* Excerpt to read
- - -

QTM 350 - Data Science Computing

Lecture 21 - Parallel Computing

Danilo Freire

danilo.freire@emory.edu

Emory University

Hello, my friends! 😊

Today’s agenda 📅

Lecture outline

Serial vs Parallel Algorithms
Python implementations of parallelism
- Single node
- Multi-node
Joblib and Dask for parallel computing
Tools for further exploration

Serial vs Parallel Algorithms

Serial Execution

Typical programs operate lines sequentially:

# Import packages
import numpy as np

# Define an array of numbers
foo = np.array([0, 1, 2, 3, 4, 5])

# Define a function that squares numbers
def bar(x):
    return x * x

# Loop over each element and perform an action on it
for element in foo:

        # Print the result of bar
        print(bar(element))

The map function

A key tool that we will utilise later is called map
This lets us apply a function to each element in a list or array:

# (Very) inefficient way to define a map function
def my_map(function, array):
    # create a container for the results
    output = []

    # loop over each element
    for element in array:
        
        # add the intermediate result to the container
        output.append(function(element))
    
    # return the now-filled container
    return output

my_map(bar, foo)

[0, 1, 4, 9, 16, 25]

Python has a helpfully provided a map function in the standard library:

list(map(bar, foo))

- - -

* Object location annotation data

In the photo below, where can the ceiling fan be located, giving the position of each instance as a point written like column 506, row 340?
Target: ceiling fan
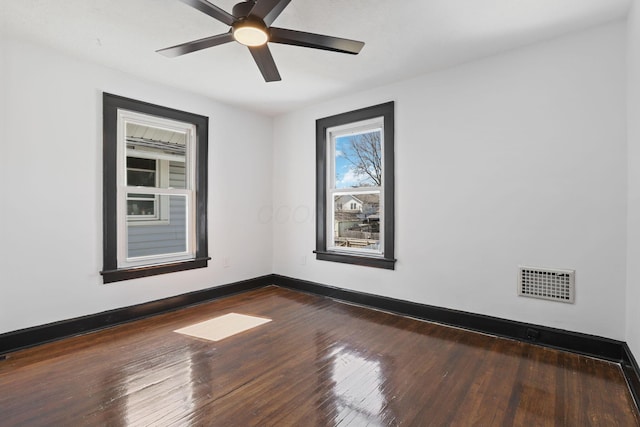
column 250, row 23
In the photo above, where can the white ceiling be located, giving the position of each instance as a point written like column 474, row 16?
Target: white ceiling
column 403, row 39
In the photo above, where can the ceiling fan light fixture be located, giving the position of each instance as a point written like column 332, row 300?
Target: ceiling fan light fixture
column 250, row 35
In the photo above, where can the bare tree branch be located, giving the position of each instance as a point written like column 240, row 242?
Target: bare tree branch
column 365, row 156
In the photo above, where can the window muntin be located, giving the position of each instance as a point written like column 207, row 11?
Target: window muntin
column 354, row 187
column 155, row 157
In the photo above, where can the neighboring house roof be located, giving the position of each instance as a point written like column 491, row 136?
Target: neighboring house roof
column 347, row 216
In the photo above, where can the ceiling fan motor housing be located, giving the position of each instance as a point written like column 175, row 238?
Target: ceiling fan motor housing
column 242, row 9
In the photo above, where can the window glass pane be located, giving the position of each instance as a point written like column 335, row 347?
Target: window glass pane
column 141, row 207
column 141, row 164
column 358, row 160
column 159, row 150
column 357, row 221
column 167, row 235
column 141, row 178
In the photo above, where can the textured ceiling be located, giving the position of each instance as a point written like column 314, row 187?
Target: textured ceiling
column 403, row 39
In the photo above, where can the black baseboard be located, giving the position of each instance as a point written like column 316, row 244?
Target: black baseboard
column 631, row 373
column 29, row 337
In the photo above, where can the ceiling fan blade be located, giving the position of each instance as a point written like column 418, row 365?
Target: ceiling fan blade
column 266, row 64
column 315, row 41
column 268, row 10
column 211, row 10
column 196, row 45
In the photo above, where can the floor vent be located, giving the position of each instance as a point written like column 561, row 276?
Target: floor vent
column 547, row 283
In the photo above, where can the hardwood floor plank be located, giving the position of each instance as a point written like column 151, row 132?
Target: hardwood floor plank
column 317, row 363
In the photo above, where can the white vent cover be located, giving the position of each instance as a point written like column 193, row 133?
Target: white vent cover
column 547, row 283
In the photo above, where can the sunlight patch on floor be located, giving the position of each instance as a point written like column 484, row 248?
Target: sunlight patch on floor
column 222, row 327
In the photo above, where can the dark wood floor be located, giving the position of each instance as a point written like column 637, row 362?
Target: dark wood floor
column 318, row 363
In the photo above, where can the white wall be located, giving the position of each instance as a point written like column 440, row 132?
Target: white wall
column 515, row 159
column 633, row 137
column 51, row 199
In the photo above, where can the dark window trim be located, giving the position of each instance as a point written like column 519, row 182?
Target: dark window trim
column 386, row 111
column 110, row 106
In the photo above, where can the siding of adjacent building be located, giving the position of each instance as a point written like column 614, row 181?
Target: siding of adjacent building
column 168, row 238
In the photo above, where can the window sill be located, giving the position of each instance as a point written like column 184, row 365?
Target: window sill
column 367, row 261
column 118, row 275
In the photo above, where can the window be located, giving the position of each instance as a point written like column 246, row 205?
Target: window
column 155, row 177
column 354, row 187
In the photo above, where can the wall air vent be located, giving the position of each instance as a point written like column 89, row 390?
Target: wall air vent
column 547, row 283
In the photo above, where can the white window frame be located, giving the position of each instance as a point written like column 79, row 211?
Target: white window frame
column 123, row 118
column 351, row 129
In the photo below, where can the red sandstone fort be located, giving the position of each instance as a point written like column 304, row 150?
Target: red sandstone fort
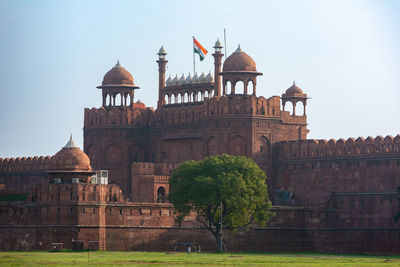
column 328, row 195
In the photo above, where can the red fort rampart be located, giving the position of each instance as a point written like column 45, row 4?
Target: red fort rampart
column 332, row 196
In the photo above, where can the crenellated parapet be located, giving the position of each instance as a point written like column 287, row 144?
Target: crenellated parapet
column 188, row 89
column 116, row 116
column 149, row 168
column 25, row 164
column 370, row 147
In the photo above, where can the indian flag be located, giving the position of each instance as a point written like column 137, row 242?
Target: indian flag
column 199, row 49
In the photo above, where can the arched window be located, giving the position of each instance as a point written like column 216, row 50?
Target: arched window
column 161, row 198
column 250, row 87
column 239, row 88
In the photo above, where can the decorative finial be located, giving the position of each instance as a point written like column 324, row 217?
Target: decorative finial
column 71, row 143
column 239, row 49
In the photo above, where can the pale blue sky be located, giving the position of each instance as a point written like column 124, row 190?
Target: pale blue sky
column 345, row 54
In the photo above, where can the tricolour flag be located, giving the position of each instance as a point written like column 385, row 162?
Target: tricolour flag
column 199, row 49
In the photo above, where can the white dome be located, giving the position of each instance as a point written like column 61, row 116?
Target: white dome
column 195, row 78
column 188, row 79
column 169, row 81
column 210, row 77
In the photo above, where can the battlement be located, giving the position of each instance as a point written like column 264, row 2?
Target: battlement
column 149, row 168
column 118, row 116
column 313, row 148
column 24, row 164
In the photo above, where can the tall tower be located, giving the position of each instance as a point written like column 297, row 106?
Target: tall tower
column 217, row 67
column 162, row 63
column 118, row 87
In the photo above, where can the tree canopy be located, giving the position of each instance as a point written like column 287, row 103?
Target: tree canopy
column 231, row 188
column 398, row 213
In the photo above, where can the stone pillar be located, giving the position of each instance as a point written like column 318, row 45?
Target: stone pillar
column 294, row 108
column 162, row 63
column 104, row 99
column 217, row 70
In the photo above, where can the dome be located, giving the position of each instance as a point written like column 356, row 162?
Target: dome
column 71, row 158
column 188, row 79
column 239, row 61
column 294, row 90
column 118, row 76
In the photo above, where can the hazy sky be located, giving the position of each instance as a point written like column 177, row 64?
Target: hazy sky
column 344, row 54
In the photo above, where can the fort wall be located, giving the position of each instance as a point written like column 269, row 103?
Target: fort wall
column 312, row 169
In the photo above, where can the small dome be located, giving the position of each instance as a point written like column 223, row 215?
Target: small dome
column 209, row 77
column 202, row 78
column 175, row 81
column 182, row 79
column 161, row 51
column 71, row 158
column 169, row 81
column 294, row 90
column 188, row 79
column 239, row 61
column 218, row 44
column 195, row 78
column 118, row 76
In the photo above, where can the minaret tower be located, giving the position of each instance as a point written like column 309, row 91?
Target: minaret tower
column 162, row 63
column 217, row 67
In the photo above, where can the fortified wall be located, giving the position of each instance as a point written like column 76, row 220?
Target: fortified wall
column 18, row 174
column 312, row 169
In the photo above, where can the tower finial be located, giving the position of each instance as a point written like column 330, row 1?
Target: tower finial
column 239, row 49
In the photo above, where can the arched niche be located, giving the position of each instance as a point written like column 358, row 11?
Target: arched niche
column 228, row 88
column 137, row 153
column 239, row 88
column 262, row 149
column 212, row 146
column 250, row 87
column 237, row 146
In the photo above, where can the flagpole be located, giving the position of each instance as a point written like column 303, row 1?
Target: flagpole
column 194, row 63
column 225, row 41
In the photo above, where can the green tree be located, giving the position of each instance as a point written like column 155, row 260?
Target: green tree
column 226, row 192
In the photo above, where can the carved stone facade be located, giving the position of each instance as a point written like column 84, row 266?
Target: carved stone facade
column 333, row 196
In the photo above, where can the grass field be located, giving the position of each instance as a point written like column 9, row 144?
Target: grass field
column 194, row 259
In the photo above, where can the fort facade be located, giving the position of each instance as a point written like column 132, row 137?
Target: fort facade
column 336, row 195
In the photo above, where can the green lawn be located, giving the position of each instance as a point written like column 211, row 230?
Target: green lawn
column 194, row 259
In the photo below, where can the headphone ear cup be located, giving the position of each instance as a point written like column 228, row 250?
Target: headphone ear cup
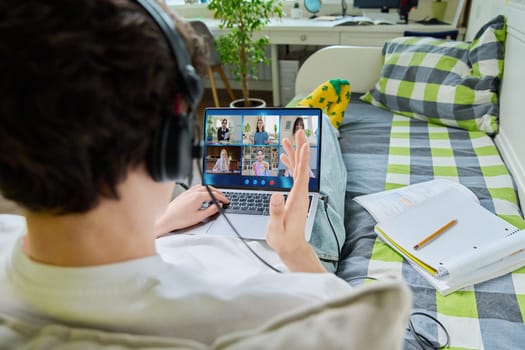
column 171, row 151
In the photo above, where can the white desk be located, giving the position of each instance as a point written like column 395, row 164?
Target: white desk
column 313, row 32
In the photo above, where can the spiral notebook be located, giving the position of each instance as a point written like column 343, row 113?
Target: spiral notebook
column 476, row 246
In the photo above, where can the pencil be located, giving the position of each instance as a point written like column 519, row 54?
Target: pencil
column 435, row 234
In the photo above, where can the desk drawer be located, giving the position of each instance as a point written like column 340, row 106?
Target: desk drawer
column 367, row 38
column 304, row 38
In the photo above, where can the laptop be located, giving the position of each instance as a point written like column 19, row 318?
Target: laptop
column 241, row 157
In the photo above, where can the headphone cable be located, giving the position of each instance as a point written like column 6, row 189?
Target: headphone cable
column 243, row 240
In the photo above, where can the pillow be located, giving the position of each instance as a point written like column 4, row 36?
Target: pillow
column 372, row 316
column 451, row 83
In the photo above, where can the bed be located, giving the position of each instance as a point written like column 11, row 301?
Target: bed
column 384, row 150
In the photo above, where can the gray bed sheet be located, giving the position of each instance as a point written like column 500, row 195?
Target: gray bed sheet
column 364, row 140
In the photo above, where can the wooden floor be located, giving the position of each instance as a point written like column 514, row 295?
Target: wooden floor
column 8, row 207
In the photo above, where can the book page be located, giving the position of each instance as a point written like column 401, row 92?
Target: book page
column 478, row 238
column 388, row 204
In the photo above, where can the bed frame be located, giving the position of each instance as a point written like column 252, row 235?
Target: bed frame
column 362, row 65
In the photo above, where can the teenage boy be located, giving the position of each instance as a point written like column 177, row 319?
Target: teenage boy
column 84, row 87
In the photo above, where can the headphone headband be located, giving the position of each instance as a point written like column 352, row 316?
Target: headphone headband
column 174, row 143
column 190, row 79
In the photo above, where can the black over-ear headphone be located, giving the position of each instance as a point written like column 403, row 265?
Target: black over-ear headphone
column 175, row 143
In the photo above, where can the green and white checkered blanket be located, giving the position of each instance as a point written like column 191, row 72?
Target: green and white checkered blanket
column 384, row 151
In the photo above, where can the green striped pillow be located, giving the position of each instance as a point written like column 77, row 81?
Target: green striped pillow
column 451, row 83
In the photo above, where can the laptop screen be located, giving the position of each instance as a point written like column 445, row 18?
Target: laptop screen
column 243, row 146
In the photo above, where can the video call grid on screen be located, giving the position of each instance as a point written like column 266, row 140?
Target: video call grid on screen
column 236, row 156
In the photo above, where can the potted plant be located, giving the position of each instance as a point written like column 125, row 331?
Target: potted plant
column 238, row 47
column 211, row 130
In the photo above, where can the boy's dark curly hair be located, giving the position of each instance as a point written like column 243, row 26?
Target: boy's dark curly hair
column 82, row 86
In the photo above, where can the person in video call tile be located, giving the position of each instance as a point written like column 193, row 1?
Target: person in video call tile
column 298, row 124
column 223, row 134
column 261, row 167
column 261, row 136
column 223, row 163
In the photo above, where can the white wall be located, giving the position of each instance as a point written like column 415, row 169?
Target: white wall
column 481, row 11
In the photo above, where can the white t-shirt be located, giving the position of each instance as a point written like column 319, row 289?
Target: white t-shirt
column 197, row 287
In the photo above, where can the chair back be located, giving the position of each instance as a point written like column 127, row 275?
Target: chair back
column 202, row 30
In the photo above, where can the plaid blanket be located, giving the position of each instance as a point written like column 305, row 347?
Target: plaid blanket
column 384, row 151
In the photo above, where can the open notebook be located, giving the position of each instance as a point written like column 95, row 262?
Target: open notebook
column 242, row 159
column 477, row 247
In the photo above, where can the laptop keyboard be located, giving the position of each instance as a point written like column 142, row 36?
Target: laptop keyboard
column 252, row 203
column 248, row 203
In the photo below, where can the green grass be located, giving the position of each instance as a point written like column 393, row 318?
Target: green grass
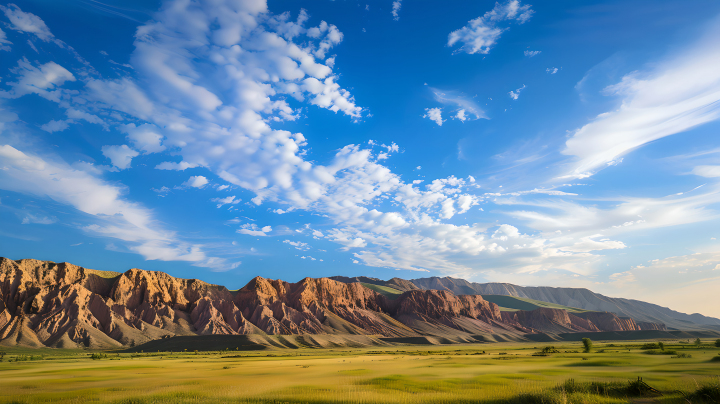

- - -

* What this exercise asks
A - Format the rows from the line containing "In the photo above, where can the battlement" through the line containing "column 398, row 213", inclusive, as a JSON list of strings with one string per line and no blank lines.
B - Resume the parallel computing lecture notes from the point where they stop.

* Responses by task
A -
[
  "In the photo above, where can the battlement be located, giving the position of each instance as a point written like column 264, row 2?",
  "Target: battlement",
  "column 149, row 168",
  "column 118, row 116",
  "column 313, row 148",
  "column 24, row 164",
  "In the photo above, where can the tall tower be located, giving the position of each instance as a point written like column 297, row 106?",
  "Target: tall tower",
  "column 217, row 67",
  "column 162, row 63",
  "column 118, row 87",
  "In the photo above, where can the tree canopy be located, giving the position of each instance as a point written like column 287, row 103?",
  "Target: tree canopy",
  "column 231, row 188",
  "column 398, row 213"
]

B -
[0, 1, 4, 9, 16, 25]

The built-in map function is much more flexible and featured than ours, so of course you should use that one! 😂

Using `joblib` for parallel computing

In the example we showed before, no step of the map call depend on the other steps
Rather than waiting for the function to loop over each value, we could create multiple instances of the function bar and apply it to each value simultaneously
There are several methods to achieve this, but we will use joblib for this purpose
The Parallel function from joblib is used to parallelise the task across as many jobs as we want
The n_jobs parameter specifies the number of jobs to run in parallel
The delayed function is used to delay the execution of the function bar until the parallelisation is ready
The results variable will contain the output of the parallel computation

Using our bar function and foo array from before:

from joblib import Parallel, delayed

results = Parallel(n_jobs=6)(delayed(bar)(x) for x in foo)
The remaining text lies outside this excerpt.